__SET EXERCISE 1__:
Answer these questions using the judgment header:
(a) Which judge is named as presiding?
(b) On what date was the judgment in Crl.Appeal No.359 of 2011 delivered?
(c) In which village does the petitioner live?
__SET EXERCISE 2__:
In the rows, from the first line through the line with "<point>559,63</point>", change "window sill" to "window ledge". Give back only those lines, with nothing else altered.

Citation : 2025 Latest Caselaw 4398 Ker
Judgement Date : 22 February, 2025
IN THE HIGH COURT OF KERALA AT ERNAKULAM
PRESENT
THE HONOURABLE MR.JUSTICE K. V. JAYAKUMAR
SATURDAY, THE 22ND DAY OF FEBRUARY 2025 / 3RD PHALGUNA, 1946
CRL.REV.PET NO. 24 OF 2013
AGAINST THE JUDGMENT DATED 07.09.2012 IN Crl.APPEAL NO.359 OF
2011 OF SESSIONS COURT, KOTTAYAM ARISING OUT OF THE JUDGMENT DATED
24.08.2011 IN C.C. NO.15 OF 2009 OF JUDICIAL MAGISTRATE OF FIRST
CLASS, ERATTUPETTA
PETITIONER/APPELLANT/ACCUSED:
JALAL,
S/O.ABDUL SATHAR, PLATHOTTATHIL HOUSE,
VEYILKANAMPARA BHAGOM THEKKEKARA KARA,
ERATTUPETTA VILLAGE.
BY ADVS.

__SOURCE RECORDS__:

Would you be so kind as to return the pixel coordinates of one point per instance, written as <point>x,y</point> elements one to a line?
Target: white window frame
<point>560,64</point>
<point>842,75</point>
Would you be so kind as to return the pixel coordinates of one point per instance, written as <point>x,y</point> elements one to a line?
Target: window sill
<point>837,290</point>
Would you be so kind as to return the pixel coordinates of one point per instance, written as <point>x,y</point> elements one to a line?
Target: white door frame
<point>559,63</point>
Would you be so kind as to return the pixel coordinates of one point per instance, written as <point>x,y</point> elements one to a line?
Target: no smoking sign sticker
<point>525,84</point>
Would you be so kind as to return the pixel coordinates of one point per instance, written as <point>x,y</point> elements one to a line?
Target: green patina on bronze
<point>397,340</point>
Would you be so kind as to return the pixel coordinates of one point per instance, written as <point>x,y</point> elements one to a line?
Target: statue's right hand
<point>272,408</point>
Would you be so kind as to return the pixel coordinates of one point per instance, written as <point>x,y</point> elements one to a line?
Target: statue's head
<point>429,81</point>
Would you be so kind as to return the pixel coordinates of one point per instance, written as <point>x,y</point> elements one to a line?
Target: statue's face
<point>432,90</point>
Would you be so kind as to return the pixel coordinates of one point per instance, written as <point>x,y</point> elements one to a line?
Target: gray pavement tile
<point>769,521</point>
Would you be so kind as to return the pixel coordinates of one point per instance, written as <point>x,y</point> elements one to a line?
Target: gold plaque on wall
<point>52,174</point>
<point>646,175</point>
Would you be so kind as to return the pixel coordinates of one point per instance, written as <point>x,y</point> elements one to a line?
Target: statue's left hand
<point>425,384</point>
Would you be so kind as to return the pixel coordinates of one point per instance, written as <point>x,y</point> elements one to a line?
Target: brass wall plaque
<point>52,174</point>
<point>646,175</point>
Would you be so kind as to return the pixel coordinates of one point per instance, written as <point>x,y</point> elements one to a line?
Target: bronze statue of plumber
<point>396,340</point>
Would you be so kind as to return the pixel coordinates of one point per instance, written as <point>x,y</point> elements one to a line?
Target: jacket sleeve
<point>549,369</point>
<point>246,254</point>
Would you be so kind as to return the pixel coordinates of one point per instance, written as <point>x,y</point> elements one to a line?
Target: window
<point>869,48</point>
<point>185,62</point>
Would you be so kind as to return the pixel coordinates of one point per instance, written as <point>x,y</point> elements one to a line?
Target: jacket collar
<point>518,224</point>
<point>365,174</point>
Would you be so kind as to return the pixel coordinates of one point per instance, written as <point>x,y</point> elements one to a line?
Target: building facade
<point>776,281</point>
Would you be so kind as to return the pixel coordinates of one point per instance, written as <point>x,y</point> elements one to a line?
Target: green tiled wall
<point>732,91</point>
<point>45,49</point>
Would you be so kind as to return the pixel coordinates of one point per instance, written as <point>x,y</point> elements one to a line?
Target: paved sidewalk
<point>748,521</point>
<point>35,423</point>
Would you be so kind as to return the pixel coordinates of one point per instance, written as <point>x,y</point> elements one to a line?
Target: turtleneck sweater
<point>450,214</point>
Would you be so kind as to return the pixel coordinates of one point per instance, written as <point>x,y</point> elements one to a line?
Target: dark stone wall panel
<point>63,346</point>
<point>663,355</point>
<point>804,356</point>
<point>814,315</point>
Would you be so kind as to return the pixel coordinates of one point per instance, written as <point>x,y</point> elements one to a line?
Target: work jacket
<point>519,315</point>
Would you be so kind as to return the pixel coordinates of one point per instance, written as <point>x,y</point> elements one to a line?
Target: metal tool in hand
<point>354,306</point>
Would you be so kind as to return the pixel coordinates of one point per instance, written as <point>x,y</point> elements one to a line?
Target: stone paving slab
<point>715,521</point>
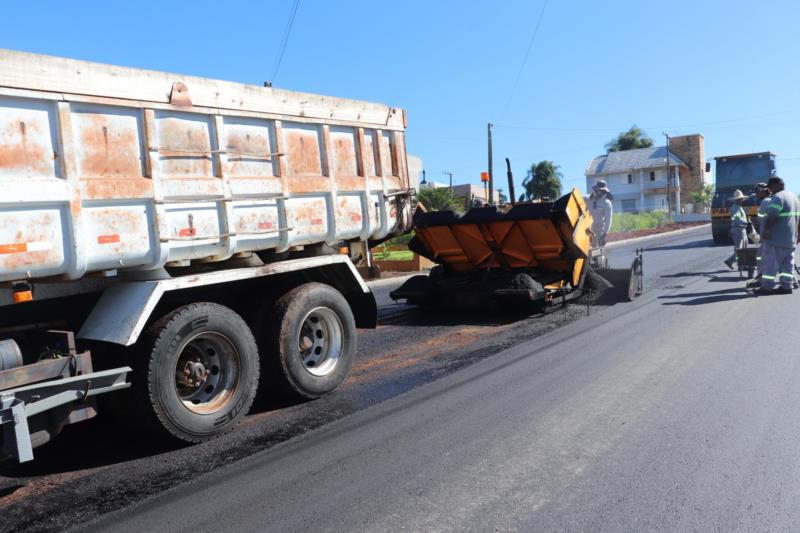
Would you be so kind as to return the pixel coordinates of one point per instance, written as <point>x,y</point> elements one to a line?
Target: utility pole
<point>669,179</point>
<point>490,199</point>
<point>451,179</point>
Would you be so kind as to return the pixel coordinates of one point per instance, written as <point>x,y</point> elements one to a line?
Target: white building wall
<point>646,194</point>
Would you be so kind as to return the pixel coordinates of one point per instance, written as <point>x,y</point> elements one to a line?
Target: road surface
<point>673,413</point>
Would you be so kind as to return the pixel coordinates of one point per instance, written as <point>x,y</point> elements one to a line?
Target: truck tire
<point>310,341</point>
<point>197,372</point>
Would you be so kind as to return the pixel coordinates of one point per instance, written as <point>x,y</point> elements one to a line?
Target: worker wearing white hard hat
<point>601,209</point>
<point>739,222</point>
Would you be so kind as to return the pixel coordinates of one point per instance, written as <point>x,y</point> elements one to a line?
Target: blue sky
<point>726,69</point>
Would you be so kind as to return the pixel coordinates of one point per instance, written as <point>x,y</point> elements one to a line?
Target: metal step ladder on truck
<point>181,238</point>
<point>733,172</point>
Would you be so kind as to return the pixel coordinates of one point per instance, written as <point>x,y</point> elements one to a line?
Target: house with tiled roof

__CORRECT OUTPUT 1__:
(a) The Honourable Mr. Justice K. V. Jayakumar
(b) 07.09.2012
(c) Erattupetta Village

__CORRECT OUTPUT 2__:
Would you be so kind as to return the pixel coordinates of one point per instance, written as <point>x,y</point> elements one to a line?
Target: white window frame
<point>560,64</point>
<point>842,75</point>
Would you be so kind as to return the pixel coordinates of one point per instance, written as <point>x,y</point> elements one to a line?
Target: window ledge
<point>837,290</point>
Would you be so kind as to return the pixel coordinates of one point per instance, written as <point>x,y</point> elements one to a line?
Target: white door frame
<point>559,63</point>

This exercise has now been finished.